Set exercise 1: Repeat the part of the comment starting with "Now in the general" and going on through "actual gay people.", word for word.
Set exercise 2: Pick out each line in the listing that contains the string "tuft", and copy those lines.

New AI can guess a person's sexual orientation from a photograph - kawera
https://www.theguardian.com/technology/2017/sep/07/new-artificial-intelligence-can-tell-whether-youre-gay-or-straight-from-a-photograph
======
Houshalter
They claim 91% accuracy on a balanced dataset. E.g. where there the ratio of
gays to straights is 50:50. To get a ratio of correct:incorrect of 91:9 on
such a dataset, their test must increase or decrease the odds a person is gay
by 10.

Now in the general population, the ratio of gays to straights is about 16 to
984 (1.6%)†. So if their test gives someone a positive reading, that increases
the odds to 162 to 984, or 14%. So you can't use this test to accurately guess
someone's sexual orientation. Simply because gay people are so rare that even
a few percent of straight people misclassified will overwhelm the number of
actual gay people.

But nonetheless it is much more accurate than humans or the base rate. And it
is scientifically interesting that there are physical features that strongly
correlate with sexual orientation.

[Source data]
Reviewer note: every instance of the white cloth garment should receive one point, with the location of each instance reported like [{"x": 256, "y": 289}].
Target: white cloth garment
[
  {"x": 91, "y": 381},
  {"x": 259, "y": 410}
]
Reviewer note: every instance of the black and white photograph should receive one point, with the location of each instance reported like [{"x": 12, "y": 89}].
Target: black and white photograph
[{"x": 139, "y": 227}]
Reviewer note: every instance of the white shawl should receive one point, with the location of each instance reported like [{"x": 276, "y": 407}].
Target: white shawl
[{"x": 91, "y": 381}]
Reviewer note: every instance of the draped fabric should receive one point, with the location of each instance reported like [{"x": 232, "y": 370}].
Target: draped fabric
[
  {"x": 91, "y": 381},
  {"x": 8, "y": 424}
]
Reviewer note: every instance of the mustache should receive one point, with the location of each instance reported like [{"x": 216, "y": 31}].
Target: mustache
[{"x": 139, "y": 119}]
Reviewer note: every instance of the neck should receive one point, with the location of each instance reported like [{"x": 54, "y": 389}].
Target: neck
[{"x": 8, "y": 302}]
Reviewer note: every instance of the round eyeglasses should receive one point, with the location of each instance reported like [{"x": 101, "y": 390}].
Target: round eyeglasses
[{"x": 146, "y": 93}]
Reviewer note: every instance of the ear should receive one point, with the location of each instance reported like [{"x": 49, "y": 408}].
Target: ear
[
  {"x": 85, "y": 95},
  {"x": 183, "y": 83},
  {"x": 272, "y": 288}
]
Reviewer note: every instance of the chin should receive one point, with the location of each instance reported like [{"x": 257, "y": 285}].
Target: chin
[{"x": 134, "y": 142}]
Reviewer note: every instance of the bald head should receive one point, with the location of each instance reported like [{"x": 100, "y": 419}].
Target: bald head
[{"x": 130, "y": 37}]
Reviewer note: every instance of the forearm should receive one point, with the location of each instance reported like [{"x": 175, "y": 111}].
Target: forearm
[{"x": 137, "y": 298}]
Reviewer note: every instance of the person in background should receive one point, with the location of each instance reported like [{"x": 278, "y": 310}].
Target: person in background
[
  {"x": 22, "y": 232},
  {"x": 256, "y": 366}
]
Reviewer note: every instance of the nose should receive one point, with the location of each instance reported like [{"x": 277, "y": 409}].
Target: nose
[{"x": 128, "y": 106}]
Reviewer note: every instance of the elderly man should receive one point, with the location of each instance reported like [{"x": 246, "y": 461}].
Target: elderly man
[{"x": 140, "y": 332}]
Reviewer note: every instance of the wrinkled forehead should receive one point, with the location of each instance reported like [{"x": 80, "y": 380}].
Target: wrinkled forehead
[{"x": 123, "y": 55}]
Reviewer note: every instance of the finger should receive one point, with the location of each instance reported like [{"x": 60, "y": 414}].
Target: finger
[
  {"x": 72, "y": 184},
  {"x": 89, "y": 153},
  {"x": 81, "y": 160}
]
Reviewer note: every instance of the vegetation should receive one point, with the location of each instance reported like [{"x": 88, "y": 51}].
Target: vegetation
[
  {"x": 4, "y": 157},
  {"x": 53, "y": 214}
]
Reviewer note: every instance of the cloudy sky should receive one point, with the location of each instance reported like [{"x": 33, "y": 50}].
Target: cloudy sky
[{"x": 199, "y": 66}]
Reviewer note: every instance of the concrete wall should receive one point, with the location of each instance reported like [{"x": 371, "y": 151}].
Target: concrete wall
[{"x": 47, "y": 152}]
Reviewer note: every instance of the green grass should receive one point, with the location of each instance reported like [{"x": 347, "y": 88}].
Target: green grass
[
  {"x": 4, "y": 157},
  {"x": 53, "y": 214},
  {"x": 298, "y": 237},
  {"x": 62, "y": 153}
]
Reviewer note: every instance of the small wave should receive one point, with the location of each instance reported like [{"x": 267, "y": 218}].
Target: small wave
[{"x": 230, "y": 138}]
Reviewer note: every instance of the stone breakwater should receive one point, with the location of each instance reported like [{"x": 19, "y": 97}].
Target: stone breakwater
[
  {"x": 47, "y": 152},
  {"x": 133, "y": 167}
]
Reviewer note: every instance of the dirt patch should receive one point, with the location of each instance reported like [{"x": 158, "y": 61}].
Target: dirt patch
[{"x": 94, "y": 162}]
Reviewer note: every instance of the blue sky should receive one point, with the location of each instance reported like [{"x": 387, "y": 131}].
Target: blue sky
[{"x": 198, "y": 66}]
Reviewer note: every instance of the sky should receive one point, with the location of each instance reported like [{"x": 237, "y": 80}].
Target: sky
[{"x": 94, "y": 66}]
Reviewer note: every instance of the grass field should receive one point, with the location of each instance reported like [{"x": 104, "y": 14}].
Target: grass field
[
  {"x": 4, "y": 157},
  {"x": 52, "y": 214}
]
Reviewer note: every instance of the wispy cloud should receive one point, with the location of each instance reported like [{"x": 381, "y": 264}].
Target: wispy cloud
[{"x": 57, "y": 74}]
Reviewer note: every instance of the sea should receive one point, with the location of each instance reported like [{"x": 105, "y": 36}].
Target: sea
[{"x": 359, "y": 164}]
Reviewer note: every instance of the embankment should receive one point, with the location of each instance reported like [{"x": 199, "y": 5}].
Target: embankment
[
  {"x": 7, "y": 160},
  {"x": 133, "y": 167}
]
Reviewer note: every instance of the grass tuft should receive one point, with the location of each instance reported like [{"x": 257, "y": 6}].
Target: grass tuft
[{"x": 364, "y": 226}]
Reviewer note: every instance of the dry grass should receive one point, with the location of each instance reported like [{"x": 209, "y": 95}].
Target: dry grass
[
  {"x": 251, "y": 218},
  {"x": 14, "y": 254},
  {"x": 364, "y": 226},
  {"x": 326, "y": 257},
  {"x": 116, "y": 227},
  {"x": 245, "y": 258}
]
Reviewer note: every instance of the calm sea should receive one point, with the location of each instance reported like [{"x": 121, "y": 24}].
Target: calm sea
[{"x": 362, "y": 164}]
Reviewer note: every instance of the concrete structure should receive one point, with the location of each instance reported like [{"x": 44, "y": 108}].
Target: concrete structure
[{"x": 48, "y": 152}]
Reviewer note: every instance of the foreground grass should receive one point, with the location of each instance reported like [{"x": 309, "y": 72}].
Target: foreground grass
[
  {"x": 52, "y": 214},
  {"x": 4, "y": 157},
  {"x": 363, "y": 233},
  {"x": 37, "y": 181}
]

Full output 1:
Now in the general population, the ratio of gays to straights is about 16 to
984 (1.6%)†. So if their test gives someone a positive reading, that increases
the odds to 162 to 984, or 14%. So you can't use this test to accurately guess
someone's sexual orientation. Simply because gay people are so rare that even
a few percent of straight people misclassified will overwhelm the number of
actual gay people.

Full output 2:
Reviewer note: every instance of the grass tuft should receive one point, with the location of each instance reported like [{"x": 257, "y": 6}].
Target: grass tuft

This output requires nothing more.